- [GIVEN ENTRIES]:
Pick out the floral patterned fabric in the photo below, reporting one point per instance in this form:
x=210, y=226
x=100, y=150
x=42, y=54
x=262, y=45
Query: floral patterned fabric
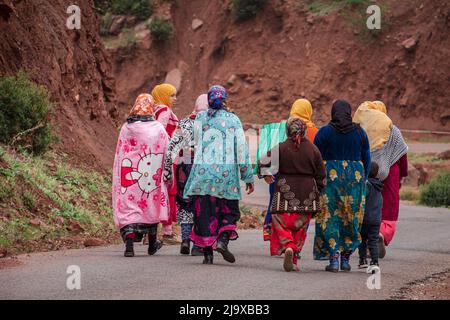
x=221, y=157
x=289, y=231
x=212, y=217
x=339, y=223
x=139, y=194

- [YOUR ASSIGNMENT]:
The entire listing above, word for word and without pictures, is what should be output.

- [COMPLETED EXERCISE]:
Pick out the floral patterned fabric in the photo below, reporting one point per instance in this form:
x=210, y=226
x=100, y=150
x=42, y=54
x=262, y=45
Query: floral patterned fabric
x=221, y=157
x=289, y=231
x=212, y=217
x=339, y=223
x=139, y=194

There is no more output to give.